RECORDS FOR THIS TASK:
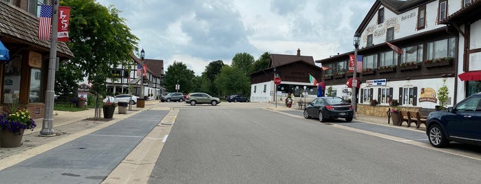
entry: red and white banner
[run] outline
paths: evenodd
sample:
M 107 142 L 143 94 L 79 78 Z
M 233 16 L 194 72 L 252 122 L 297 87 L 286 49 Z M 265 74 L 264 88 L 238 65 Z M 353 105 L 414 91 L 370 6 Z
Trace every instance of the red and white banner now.
M 67 6 L 58 7 L 58 26 L 57 41 L 69 41 L 69 19 L 70 18 L 70 8 Z
M 142 76 L 144 77 L 147 76 L 147 65 L 144 65 L 143 69 L 142 70 Z
M 363 55 L 357 55 L 357 65 L 356 66 L 356 71 L 357 73 L 363 72 Z M 354 55 L 349 54 L 349 72 L 354 71 Z

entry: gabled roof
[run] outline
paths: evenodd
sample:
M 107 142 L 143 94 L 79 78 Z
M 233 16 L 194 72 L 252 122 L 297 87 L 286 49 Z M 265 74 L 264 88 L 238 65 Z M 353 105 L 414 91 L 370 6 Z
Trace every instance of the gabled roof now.
M 160 78 L 164 75 L 164 60 L 145 59 L 144 65 L 147 65 L 147 68 L 152 71 L 154 76 Z
M 33 50 L 49 51 L 50 41 L 38 37 L 39 19 L 3 1 L 0 1 L 0 37 L 7 40 L 3 43 L 32 45 Z M 58 57 L 74 57 L 65 42 L 57 43 L 57 53 Z
M 359 25 L 359 27 L 357 28 L 357 30 L 356 30 L 356 32 L 363 32 L 363 31 L 369 25 L 370 21 L 372 20 L 372 19 L 375 18 L 374 16 L 381 5 L 383 5 L 396 14 L 400 14 L 416 8 L 421 5 L 427 4 L 435 1 L 436 0 L 376 0 L 371 7 L 369 12 L 367 12 L 367 14 L 364 17 L 364 19 Z
M 316 66 L 312 56 L 300 55 L 270 54 L 269 67 L 277 67 L 295 62 L 302 61 L 309 65 Z
M 479 20 L 480 18 L 481 18 L 481 1 L 473 0 L 471 1 L 471 5 L 462 8 L 440 23 L 442 24 L 473 23 Z

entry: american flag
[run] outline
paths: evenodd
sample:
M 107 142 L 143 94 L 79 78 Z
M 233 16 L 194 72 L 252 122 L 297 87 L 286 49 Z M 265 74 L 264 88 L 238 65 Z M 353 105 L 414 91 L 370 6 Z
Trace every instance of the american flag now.
M 39 39 L 50 40 L 52 29 L 52 6 L 43 5 L 40 8 L 40 17 L 39 18 Z

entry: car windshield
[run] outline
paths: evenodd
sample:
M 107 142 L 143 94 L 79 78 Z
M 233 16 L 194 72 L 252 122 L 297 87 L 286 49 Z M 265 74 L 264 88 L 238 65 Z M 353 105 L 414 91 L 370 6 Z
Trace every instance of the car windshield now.
M 338 105 L 338 104 L 346 104 L 345 100 L 344 100 L 342 98 L 339 97 L 333 97 L 333 98 L 324 98 L 325 102 L 328 102 L 328 104 L 331 104 L 331 105 Z

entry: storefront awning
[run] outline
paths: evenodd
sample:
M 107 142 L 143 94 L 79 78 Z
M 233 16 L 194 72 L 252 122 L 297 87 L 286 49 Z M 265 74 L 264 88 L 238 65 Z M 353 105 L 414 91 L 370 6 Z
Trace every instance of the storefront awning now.
M 481 71 L 467 71 L 458 75 L 459 79 L 465 80 L 481 80 Z
M 8 49 L 5 47 L 3 43 L 0 41 L 0 60 L 10 60 L 10 57 L 8 55 Z

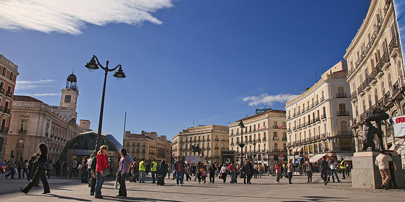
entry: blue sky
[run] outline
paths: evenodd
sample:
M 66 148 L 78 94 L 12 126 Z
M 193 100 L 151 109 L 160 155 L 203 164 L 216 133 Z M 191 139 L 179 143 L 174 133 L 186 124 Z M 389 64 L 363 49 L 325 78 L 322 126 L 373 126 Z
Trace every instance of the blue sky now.
M 315 73 L 319 79 L 322 61 L 328 68 L 343 60 L 369 5 L 368 0 L 42 2 L 0 3 L 0 53 L 19 67 L 15 94 L 59 105 L 74 68 L 78 119 L 90 120 L 96 130 L 103 72 L 84 65 L 93 55 L 111 67 L 121 64 L 127 77 L 117 81 L 108 75 L 103 123 L 103 131 L 120 141 L 126 112 L 127 130 L 171 139 L 197 119 L 200 125 L 227 125 L 266 101 L 284 110 L 287 100 L 313 84 Z

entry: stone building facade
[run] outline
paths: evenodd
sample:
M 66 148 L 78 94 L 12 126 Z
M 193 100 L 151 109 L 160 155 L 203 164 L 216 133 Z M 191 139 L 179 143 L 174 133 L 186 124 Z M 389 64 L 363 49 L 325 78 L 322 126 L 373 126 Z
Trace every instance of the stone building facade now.
M 4 159 L 18 66 L 0 54 L 0 160 Z
M 14 96 L 5 158 L 10 159 L 14 155 L 16 159 L 30 159 L 37 152 L 38 144 L 45 142 L 48 157 L 54 162 L 59 159 L 66 142 L 87 130 L 76 124 L 79 94 L 76 81 L 74 74 L 69 75 L 59 106 L 50 106 L 29 96 Z
M 352 113 L 347 64 L 341 61 L 322 74 L 313 86 L 286 104 L 290 159 L 320 153 L 352 153 L 348 127 Z
M 187 128 L 173 137 L 173 157 L 194 155 L 191 145 L 202 150 L 206 163 L 220 163 L 221 150 L 229 149 L 229 128 L 218 125 Z M 198 155 L 197 153 L 195 155 Z
M 245 128 L 238 125 L 240 121 Z M 245 144 L 244 159 L 261 162 L 265 166 L 282 161 L 284 156 L 281 158 L 279 155 L 287 154 L 286 126 L 286 111 L 272 109 L 229 124 L 229 146 L 236 152 L 236 162 L 240 162 L 241 140 Z
M 347 81 L 351 89 L 356 149 L 361 149 L 365 115 L 380 108 L 390 117 L 405 114 L 405 80 L 403 56 L 392 0 L 372 0 L 363 23 L 346 49 Z M 384 144 L 389 148 L 394 140 L 392 126 L 382 127 Z
M 141 134 L 136 134 L 125 131 L 124 146 L 131 157 L 138 159 L 170 161 L 172 142 L 167 140 L 166 135 L 158 137 L 156 132 L 142 131 Z

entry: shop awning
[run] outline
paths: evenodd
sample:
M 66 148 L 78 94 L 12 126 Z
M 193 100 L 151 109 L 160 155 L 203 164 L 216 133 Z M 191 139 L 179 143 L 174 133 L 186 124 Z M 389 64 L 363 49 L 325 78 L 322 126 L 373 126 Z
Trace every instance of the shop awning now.
M 321 158 L 324 156 L 326 155 L 328 153 L 322 153 L 322 154 L 318 154 L 316 155 L 313 156 L 313 157 L 309 159 L 309 162 L 311 163 L 315 163 L 318 161 L 320 158 Z
M 338 159 L 338 160 L 340 160 L 341 159 L 343 158 L 345 161 L 352 161 L 353 153 L 351 152 L 336 153 L 336 158 Z
M 300 161 L 301 161 L 301 159 L 302 159 L 302 157 L 299 157 L 298 159 L 296 159 L 295 161 L 294 162 L 294 165 L 296 165 L 298 163 L 300 163 Z

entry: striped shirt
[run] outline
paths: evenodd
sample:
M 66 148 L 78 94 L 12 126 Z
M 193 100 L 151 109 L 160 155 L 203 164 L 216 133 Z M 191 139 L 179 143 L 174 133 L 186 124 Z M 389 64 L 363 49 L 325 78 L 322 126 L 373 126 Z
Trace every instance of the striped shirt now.
M 322 161 L 320 162 L 320 170 L 322 171 L 327 171 L 328 169 L 329 168 L 329 163 L 326 160 Z

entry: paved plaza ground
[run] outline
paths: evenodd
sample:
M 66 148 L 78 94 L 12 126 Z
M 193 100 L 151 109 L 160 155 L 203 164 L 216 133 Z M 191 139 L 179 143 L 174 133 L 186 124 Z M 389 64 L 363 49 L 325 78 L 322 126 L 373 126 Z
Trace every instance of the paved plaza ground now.
M 99 199 L 89 195 L 90 188 L 78 179 L 51 177 L 49 182 L 51 193 L 42 194 L 42 187 L 33 188 L 28 194 L 20 192 L 17 187 L 25 186 L 26 179 L 6 180 L 0 174 L 0 198 L 3 201 L 46 202 L 55 201 L 405 201 L 405 190 L 368 190 L 351 188 L 349 177 L 339 183 L 327 186 L 320 182 L 319 174 L 315 174 L 313 183 L 306 183 L 306 176 L 295 176 L 294 184 L 288 184 L 283 178 L 275 184 L 274 176 L 252 179 L 252 184 L 222 183 L 216 178 L 214 184 L 198 184 L 185 181 L 183 186 L 175 186 L 175 181 L 166 178 L 166 184 L 157 186 L 149 183 L 131 183 L 127 182 L 128 196 L 115 197 L 118 190 L 114 189 L 114 181 L 104 183 L 102 193 L 104 198 Z M 150 177 L 150 175 L 149 175 Z M 147 179 L 150 180 L 150 177 Z M 239 179 L 240 180 L 240 179 Z M 40 183 L 42 185 L 42 184 Z

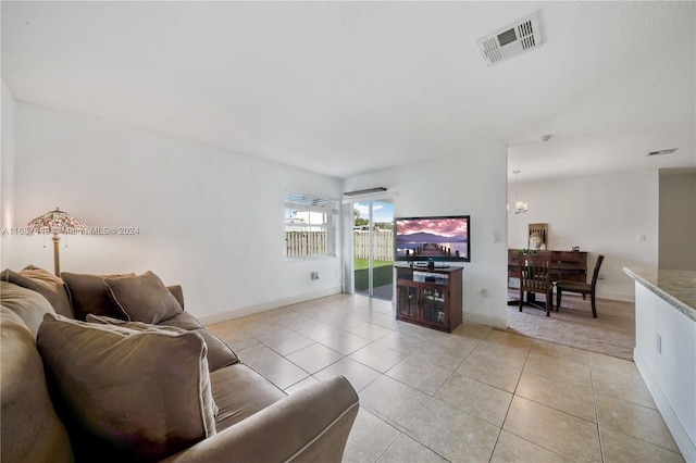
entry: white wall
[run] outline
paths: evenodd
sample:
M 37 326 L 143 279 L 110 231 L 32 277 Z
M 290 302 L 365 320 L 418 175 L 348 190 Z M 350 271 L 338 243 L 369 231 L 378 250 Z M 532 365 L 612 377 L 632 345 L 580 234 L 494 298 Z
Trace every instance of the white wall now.
M 344 191 L 386 187 L 394 195 L 395 216 L 471 215 L 471 262 L 463 264 L 464 321 L 506 327 L 506 171 L 507 151 L 500 145 L 351 177 L 344 182 Z M 482 288 L 488 291 L 486 299 Z
M 591 270 L 605 255 L 597 297 L 633 301 L 633 280 L 622 268 L 657 266 L 658 177 L 641 171 L 511 186 L 509 200 L 517 189 L 530 211 L 510 215 L 509 247 L 526 248 L 529 224 L 547 223 L 547 249 L 579 246 L 589 252 Z
M 660 173 L 659 267 L 696 271 L 696 174 Z
M 18 224 L 60 207 L 90 226 L 139 228 L 63 238 L 63 272 L 151 270 L 182 284 L 203 322 L 340 291 L 340 255 L 283 256 L 284 191 L 338 198 L 336 178 L 17 102 L 14 184 Z M 51 270 L 50 246 L 12 237 L 8 266 Z
M 0 267 L 4 268 L 12 248 L 5 239 L 14 226 L 14 98 L 2 80 L 2 151 L 0 154 Z

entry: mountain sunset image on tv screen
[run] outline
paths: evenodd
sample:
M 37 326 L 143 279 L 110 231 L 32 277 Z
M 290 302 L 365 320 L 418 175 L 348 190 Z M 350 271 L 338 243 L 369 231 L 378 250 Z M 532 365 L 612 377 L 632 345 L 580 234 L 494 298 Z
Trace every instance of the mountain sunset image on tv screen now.
M 398 261 L 470 261 L 470 216 L 395 218 Z

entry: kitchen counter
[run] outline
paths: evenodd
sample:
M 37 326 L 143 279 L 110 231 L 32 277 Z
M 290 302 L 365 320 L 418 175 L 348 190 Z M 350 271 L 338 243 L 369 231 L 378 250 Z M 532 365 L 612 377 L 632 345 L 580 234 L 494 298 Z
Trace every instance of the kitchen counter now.
M 623 267 L 623 273 L 696 322 L 696 272 Z
M 635 280 L 633 360 L 684 460 L 696 462 L 696 272 L 623 272 Z

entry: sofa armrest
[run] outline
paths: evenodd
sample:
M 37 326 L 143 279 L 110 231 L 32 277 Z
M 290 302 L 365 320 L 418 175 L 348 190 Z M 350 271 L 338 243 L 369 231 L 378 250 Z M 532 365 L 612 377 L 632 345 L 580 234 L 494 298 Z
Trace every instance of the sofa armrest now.
M 170 292 L 174 295 L 174 297 L 178 301 L 178 304 L 182 306 L 182 309 L 184 309 L 184 289 L 182 289 L 182 285 L 167 286 L 166 289 L 169 289 Z
M 359 409 L 343 376 L 273 403 L 166 462 L 340 462 Z

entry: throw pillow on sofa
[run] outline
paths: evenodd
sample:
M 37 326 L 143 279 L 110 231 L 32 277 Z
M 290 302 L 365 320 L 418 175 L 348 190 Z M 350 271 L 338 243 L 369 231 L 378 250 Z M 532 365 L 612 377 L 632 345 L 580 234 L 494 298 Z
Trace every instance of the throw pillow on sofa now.
M 127 322 L 117 318 L 111 318 L 108 316 L 87 315 L 87 322 L 103 323 L 108 325 L 123 326 L 125 328 L 136 329 L 139 331 L 146 331 L 148 329 L 164 329 L 174 333 L 186 333 L 189 329 L 179 328 L 170 325 L 151 325 L 142 322 Z M 215 336 L 214 333 L 210 333 L 206 328 L 190 329 L 190 331 L 198 333 L 202 336 L 208 346 L 208 367 L 210 372 L 214 372 L 220 368 L 224 368 L 227 365 L 239 362 L 237 354 L 234 353 L 229 346 L 227 346 L 222 339 Z
M 182 312 L 182 305 L 152 272 L 104 278 L 111 297 L 132 322 L 158 324 Z
M 55 313 L 69 317 L 73 316 L 65 286 L 52 273 L 34 265 L 27 265 L 20 272 L 5 268 L 2 271 L 2 280 L 14 283 L 17 286 L 38 292 L 51 303 Z
M 37 347 L 77 460 L 159 461 L 215 433 L 207 347 L 197 333 L 46 314 Z
M 44 296 L 9 281 L 0 281 L 0 302 L 22 318 L 35 339 L 44 322 L 44 314 L 55 313 Z
M 84 321 L 89 313 L 125 318 L 126 315 L 113 302 L 109 295 L 109 288 L 104 283 L 104 278 L 122 278 L 125 276 L 135 276 L 135 274 L 91 275 L 61 272 L 61 278 L 65 281 L 75 318 Z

WHAT TO WORK ON:
Copy out, character for character, the part that opens with the line containing "entry: sofa armrest" and closes with the line containing "M 359 409 L", with both of those lines included.

EXERCISE SOLUTION:
entry: sofa armrest
[run] outline
paths: evenodd
sample:
M 37 326 L 143 279 L 110 231 L 32 277 Z
M 290 302 L 365 320 L 418 175 L 348 190 Z M 350 271 L 338 243 L 369 231 L 378 250 Z M 532 365 L 612 377 L 632 345 L 580 234 L 494 298 Z
Trace every instance of the sofa armrest now.
M 170 292 L 174 295 L 174 297 L 178 301 L 178 304 L 182 306 L 182 309 L 184 309 L 184 289 L 182 289 L 182 285 L 167 286 L 166 289 L 169 289 Z
M 359 409 L 343 376 L 273 403 L 166 462 L 340 462 Z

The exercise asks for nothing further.